** Begin Records for processing **

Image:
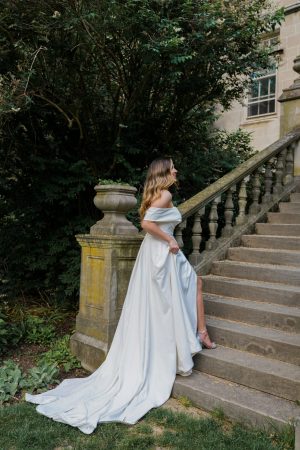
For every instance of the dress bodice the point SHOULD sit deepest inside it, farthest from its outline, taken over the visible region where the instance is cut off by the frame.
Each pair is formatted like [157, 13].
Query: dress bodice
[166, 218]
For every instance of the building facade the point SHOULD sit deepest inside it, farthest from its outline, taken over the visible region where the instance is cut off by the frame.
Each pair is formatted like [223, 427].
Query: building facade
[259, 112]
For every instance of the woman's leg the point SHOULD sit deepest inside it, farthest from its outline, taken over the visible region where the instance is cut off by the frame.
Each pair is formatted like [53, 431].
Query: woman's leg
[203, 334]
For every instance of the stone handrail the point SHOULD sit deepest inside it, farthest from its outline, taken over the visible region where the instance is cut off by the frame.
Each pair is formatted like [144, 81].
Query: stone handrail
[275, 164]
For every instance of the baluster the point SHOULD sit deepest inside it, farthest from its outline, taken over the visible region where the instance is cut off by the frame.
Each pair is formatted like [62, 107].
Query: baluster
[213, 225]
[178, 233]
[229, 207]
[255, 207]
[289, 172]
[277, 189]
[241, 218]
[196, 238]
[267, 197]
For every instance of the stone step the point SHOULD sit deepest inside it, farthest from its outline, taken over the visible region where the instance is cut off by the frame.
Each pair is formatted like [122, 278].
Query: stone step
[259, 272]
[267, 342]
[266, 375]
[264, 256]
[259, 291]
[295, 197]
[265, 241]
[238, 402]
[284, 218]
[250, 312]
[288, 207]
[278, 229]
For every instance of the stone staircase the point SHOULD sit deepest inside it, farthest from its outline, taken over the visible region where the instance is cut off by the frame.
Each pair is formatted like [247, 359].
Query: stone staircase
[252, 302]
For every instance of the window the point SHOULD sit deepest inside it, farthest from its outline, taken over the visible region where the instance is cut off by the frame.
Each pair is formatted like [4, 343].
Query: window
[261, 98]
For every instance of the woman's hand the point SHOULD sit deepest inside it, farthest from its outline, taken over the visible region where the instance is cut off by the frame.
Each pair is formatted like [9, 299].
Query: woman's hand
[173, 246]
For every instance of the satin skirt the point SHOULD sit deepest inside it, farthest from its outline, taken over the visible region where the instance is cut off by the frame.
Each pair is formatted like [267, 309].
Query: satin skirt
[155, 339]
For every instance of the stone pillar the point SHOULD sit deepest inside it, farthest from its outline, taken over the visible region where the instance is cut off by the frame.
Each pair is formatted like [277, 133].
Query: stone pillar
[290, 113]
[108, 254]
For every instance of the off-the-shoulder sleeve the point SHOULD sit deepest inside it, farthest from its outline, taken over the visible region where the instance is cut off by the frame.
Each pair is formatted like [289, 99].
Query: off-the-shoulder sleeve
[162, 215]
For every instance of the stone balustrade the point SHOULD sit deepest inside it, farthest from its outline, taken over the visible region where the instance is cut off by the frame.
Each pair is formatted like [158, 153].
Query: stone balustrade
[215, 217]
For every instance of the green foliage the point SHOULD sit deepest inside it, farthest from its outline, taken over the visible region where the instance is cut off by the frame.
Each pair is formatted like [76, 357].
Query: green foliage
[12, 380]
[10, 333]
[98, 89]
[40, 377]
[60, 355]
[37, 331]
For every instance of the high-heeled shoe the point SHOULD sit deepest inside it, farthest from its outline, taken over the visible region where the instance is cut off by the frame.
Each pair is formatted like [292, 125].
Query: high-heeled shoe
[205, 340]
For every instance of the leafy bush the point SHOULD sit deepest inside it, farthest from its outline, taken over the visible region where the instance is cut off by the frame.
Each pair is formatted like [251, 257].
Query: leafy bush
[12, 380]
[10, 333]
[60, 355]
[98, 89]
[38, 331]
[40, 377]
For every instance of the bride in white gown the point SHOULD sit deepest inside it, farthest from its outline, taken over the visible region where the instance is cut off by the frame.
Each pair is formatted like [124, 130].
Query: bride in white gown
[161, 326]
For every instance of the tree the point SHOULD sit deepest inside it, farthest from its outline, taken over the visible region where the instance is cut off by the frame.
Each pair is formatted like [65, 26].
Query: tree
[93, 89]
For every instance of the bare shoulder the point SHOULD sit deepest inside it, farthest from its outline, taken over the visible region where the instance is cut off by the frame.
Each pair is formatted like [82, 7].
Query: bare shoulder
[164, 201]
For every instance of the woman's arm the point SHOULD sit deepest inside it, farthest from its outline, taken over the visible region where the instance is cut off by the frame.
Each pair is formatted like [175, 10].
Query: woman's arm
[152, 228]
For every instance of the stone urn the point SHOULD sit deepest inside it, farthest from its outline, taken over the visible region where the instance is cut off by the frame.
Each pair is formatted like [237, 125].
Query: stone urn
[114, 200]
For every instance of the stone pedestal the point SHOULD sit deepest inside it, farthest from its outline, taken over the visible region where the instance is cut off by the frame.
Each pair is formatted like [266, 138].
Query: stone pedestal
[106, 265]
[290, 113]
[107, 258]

** End Records for processing **
** Begin Records for processing **

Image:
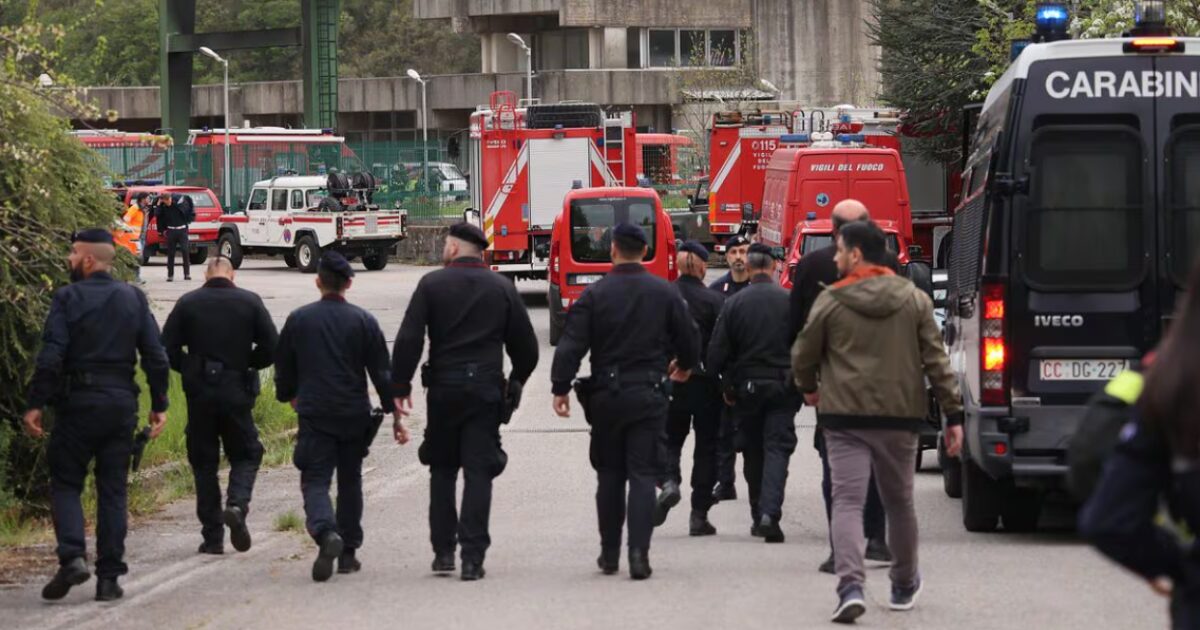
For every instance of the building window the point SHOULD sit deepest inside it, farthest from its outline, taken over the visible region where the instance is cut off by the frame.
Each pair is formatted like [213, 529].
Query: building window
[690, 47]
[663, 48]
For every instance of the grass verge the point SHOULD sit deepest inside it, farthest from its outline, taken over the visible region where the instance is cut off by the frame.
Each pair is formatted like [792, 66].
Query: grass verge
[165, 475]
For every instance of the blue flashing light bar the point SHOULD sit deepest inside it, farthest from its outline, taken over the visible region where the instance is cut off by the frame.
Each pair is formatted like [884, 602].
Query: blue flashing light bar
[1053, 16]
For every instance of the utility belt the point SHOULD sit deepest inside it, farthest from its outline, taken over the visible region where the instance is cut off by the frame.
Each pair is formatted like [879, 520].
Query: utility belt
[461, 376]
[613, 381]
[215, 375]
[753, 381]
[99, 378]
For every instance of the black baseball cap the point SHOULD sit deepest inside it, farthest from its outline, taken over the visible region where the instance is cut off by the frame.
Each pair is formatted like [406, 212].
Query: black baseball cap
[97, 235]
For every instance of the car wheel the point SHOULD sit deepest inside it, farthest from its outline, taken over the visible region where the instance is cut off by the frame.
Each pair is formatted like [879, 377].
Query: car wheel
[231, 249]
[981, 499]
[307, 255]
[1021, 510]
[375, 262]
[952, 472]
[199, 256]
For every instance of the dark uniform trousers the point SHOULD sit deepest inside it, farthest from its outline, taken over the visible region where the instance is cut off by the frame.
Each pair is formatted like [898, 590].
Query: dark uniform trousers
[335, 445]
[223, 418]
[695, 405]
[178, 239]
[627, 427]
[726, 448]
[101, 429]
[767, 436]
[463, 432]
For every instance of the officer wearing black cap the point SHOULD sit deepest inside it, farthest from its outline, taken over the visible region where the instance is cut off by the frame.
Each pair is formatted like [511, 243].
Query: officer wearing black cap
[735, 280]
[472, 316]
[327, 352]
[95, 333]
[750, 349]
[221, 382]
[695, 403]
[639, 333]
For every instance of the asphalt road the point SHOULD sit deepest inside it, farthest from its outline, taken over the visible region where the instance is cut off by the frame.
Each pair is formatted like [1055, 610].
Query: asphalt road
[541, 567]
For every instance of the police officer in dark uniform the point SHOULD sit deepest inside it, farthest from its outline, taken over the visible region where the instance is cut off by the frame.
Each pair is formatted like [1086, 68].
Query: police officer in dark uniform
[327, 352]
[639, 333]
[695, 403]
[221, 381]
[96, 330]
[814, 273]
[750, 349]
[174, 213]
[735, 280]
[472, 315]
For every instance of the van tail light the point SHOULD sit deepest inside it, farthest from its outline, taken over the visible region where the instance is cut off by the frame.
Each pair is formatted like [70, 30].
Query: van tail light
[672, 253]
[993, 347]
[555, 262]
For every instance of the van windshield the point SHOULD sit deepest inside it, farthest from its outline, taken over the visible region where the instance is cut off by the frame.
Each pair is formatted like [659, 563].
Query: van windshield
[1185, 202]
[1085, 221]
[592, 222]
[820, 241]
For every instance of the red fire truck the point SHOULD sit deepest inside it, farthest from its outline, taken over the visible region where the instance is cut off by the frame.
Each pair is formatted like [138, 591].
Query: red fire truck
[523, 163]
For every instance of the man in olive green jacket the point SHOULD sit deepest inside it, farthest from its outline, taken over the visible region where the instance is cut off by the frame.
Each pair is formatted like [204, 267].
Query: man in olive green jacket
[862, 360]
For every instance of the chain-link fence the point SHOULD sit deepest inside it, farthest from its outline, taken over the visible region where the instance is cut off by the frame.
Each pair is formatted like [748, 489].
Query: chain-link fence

** End Records for processing **

Reproduce word for word the lines that start at the one containing "For every instance of the man" and continue through the one containing "Query: chain-link fence", including both of those lines.

For every instance of the man in olive green jacket the point SHOULD sit deepest inside it, farthest from its outline, taken over the visible region where the instance is cut off by the frame.
Each pair is formatted like [204, 267].
Query: man in olive green jacket
[862, 360]
For every instance of the chain-link fence the point SHOULD sit deepest inside it, farthest from its outline, taken over the visible region where the instance is cut off by the frame.
Each pair is formatted like [748, 489].
Query: chain-link fence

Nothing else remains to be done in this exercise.